Content starts
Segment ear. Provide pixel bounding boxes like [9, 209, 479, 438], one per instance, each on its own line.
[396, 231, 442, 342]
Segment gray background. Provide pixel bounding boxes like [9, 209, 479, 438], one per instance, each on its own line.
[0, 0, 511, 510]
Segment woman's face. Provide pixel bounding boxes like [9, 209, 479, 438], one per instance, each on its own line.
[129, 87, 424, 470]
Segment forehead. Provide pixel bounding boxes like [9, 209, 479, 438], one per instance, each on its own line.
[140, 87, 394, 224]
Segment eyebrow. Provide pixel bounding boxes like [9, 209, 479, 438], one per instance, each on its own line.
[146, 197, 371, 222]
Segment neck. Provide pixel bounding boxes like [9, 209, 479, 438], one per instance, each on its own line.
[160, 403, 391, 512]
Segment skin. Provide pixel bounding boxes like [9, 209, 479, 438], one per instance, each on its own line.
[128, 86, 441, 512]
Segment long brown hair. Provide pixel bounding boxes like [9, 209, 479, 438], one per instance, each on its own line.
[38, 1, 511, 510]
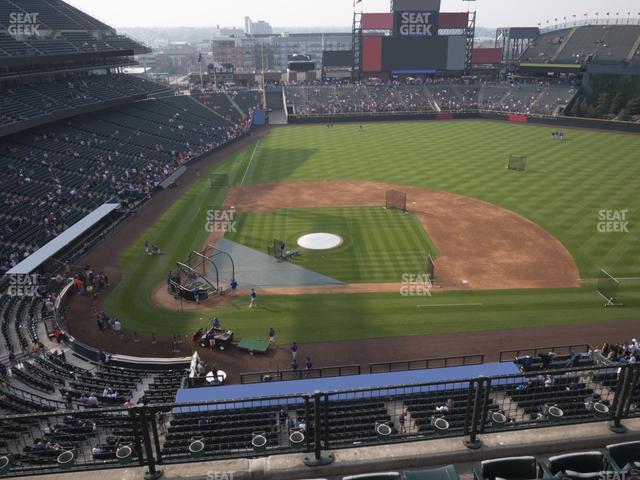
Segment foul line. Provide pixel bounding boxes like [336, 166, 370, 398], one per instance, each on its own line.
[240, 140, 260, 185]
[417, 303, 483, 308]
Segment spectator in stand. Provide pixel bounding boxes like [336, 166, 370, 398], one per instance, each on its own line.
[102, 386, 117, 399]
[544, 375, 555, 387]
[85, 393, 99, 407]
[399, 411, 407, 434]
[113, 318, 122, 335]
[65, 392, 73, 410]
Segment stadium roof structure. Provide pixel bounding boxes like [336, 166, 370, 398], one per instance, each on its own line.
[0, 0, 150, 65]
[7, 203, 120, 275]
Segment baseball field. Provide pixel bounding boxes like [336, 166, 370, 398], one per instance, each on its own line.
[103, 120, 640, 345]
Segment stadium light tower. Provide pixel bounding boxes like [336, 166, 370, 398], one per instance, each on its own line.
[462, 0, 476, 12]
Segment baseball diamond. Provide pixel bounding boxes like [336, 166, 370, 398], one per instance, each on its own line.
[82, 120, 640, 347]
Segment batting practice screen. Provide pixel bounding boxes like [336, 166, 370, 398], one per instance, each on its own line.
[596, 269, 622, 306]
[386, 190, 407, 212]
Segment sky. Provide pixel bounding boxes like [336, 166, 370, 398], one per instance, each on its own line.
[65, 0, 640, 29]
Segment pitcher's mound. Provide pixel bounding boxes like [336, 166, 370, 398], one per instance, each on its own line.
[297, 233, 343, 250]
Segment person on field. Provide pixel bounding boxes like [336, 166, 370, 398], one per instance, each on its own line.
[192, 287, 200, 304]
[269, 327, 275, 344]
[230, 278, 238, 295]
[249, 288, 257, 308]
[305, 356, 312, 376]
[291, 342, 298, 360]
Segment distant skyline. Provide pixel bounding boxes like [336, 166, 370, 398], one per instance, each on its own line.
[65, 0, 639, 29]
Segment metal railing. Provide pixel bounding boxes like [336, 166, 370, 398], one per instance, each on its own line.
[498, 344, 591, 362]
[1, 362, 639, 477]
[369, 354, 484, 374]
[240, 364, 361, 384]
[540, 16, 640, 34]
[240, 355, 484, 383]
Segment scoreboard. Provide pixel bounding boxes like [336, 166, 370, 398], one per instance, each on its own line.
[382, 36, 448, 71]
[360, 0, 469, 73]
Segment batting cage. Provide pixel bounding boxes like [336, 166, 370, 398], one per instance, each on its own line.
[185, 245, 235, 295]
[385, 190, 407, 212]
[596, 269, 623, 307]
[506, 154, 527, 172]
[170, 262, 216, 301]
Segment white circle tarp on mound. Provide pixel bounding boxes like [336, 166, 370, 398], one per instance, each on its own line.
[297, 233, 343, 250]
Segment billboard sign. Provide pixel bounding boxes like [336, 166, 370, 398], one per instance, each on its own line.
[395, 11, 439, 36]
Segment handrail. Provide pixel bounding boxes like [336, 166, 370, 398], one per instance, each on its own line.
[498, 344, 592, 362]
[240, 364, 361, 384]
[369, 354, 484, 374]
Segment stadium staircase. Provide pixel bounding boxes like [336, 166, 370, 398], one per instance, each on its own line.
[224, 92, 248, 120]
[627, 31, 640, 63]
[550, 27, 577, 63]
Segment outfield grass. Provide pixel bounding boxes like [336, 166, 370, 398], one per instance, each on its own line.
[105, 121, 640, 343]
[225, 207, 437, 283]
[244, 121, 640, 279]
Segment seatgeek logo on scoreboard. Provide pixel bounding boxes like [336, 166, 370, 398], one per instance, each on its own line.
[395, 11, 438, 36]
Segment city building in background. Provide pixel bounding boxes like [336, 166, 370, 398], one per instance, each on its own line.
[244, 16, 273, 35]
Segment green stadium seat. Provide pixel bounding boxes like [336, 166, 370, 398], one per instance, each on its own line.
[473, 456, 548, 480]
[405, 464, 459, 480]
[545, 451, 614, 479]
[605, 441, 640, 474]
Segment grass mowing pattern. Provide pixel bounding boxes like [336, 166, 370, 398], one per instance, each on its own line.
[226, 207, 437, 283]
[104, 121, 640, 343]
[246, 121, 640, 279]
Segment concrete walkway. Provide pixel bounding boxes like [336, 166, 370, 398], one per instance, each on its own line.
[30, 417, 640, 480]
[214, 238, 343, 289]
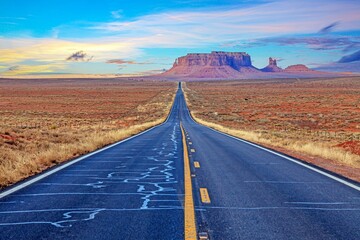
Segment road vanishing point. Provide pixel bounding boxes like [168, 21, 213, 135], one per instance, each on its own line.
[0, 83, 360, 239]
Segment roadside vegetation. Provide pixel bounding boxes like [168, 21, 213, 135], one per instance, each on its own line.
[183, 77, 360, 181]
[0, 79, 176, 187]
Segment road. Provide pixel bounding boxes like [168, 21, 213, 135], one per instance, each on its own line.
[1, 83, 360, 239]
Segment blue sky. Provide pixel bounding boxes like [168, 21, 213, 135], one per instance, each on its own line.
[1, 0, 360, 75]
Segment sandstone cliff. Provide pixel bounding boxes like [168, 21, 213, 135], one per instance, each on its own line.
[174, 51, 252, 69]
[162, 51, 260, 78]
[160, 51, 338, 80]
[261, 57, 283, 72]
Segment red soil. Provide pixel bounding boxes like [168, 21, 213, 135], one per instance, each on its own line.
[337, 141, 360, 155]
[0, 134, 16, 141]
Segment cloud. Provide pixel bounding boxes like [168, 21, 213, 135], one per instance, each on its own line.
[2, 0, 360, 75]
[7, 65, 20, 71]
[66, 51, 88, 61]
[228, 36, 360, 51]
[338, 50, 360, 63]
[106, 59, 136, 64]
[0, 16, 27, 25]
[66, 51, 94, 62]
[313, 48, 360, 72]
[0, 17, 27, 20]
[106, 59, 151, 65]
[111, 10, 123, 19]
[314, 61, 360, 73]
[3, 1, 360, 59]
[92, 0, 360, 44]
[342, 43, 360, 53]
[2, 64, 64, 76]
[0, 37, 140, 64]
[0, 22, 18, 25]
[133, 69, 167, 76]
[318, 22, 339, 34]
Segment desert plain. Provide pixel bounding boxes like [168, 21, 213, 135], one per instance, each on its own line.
Content ends
Content starts
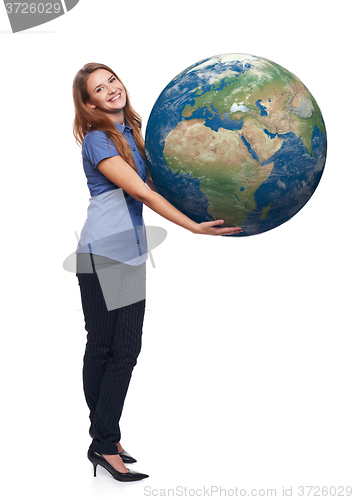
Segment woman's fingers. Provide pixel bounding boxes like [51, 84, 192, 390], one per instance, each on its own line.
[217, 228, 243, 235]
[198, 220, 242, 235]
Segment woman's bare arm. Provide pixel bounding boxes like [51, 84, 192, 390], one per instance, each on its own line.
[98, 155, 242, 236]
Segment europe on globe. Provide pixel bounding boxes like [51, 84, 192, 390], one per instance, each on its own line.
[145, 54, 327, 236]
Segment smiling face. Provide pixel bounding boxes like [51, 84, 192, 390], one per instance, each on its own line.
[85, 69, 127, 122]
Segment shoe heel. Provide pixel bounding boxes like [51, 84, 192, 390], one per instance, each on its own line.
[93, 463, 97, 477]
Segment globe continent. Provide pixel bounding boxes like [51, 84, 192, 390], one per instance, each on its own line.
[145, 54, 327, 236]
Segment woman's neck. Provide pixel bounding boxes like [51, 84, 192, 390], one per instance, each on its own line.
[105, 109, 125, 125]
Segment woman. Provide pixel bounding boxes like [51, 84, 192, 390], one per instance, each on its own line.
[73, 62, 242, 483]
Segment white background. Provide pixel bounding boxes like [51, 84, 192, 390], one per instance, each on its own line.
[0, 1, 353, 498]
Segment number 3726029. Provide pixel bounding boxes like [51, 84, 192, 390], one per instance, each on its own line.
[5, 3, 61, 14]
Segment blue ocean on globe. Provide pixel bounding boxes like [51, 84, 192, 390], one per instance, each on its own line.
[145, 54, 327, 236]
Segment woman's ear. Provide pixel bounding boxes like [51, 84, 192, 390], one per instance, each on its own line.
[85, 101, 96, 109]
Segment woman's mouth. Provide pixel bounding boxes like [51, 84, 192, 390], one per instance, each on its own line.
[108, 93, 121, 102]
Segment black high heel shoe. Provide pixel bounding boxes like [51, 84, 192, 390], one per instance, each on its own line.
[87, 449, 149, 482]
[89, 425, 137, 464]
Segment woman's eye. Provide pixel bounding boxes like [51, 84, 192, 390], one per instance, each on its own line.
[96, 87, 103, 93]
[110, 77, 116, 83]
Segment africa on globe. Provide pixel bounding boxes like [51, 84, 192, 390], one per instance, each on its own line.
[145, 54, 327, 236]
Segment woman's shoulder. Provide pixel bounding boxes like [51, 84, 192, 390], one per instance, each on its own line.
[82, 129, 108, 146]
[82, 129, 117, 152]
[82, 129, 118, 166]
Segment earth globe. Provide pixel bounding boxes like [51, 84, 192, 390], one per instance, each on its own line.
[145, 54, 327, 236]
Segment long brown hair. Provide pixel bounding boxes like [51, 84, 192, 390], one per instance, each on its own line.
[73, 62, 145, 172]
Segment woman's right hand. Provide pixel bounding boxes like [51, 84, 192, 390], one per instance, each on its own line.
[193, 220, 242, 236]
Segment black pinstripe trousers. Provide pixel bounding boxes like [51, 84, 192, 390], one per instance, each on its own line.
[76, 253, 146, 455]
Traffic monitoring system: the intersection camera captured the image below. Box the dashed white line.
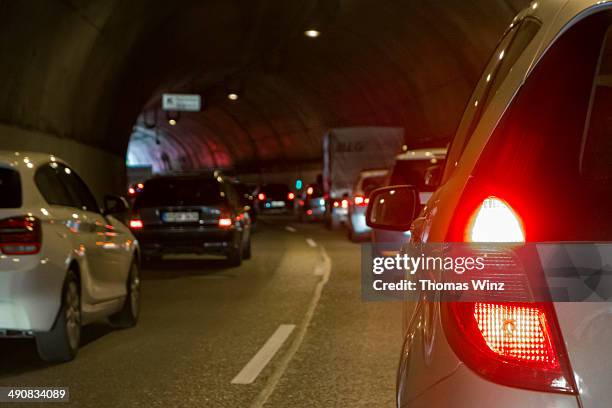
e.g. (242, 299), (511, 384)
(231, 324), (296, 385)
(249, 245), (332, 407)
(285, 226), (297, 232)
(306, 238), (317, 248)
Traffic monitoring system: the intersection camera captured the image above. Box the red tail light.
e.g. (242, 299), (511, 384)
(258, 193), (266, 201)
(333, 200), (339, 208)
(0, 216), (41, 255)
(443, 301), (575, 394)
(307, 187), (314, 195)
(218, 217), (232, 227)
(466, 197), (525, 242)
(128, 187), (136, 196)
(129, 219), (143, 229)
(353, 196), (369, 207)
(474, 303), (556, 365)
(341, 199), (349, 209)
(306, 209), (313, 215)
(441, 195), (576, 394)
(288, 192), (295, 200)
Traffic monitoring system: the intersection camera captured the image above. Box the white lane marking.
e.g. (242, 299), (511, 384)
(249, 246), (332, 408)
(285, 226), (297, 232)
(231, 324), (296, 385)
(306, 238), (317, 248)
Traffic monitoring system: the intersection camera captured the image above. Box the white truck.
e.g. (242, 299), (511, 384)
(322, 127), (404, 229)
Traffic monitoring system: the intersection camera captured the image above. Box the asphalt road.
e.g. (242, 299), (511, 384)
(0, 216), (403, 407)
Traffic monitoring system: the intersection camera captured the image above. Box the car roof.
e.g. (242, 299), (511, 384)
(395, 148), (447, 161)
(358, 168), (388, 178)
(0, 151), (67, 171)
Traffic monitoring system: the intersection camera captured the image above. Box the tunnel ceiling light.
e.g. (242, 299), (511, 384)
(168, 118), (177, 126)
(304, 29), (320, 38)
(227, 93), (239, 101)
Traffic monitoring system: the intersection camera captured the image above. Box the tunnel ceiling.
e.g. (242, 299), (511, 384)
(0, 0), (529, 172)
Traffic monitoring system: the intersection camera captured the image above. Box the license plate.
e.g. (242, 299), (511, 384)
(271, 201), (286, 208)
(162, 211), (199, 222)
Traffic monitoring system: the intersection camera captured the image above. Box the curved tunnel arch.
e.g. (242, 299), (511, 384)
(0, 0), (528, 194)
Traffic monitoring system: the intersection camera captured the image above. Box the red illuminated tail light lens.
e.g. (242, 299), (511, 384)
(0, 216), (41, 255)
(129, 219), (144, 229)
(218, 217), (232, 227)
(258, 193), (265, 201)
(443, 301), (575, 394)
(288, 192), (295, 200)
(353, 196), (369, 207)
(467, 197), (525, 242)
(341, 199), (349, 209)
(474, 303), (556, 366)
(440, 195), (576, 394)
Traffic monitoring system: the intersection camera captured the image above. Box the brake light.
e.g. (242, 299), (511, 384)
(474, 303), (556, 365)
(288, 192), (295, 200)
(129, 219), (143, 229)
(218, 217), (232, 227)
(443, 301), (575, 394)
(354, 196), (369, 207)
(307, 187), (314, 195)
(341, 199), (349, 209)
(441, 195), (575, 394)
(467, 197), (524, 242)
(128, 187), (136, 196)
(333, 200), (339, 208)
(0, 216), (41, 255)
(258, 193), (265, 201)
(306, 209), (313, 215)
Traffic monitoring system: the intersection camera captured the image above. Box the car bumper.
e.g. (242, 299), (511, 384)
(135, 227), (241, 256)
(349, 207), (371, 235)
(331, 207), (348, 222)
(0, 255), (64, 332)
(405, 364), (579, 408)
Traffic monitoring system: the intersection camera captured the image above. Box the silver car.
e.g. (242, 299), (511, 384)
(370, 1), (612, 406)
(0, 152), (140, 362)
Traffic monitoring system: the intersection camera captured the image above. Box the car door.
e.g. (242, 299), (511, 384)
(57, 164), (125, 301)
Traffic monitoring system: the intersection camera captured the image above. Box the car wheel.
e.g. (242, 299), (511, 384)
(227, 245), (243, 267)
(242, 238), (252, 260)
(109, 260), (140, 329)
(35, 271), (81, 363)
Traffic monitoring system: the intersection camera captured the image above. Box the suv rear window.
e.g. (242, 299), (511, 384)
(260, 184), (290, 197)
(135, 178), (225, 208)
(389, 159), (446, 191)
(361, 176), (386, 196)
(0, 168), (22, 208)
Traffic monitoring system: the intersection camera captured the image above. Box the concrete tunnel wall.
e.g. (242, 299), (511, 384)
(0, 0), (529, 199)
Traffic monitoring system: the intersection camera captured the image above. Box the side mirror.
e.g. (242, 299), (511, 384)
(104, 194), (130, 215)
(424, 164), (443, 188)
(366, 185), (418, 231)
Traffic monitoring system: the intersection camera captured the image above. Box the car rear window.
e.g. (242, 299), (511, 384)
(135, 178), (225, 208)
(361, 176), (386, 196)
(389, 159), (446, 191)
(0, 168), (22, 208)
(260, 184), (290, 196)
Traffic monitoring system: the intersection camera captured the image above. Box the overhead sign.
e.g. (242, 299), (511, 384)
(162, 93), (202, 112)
Content ends
The task: Go through the records and count the lines that include "ceiling", then give only that number.

Solution below: 2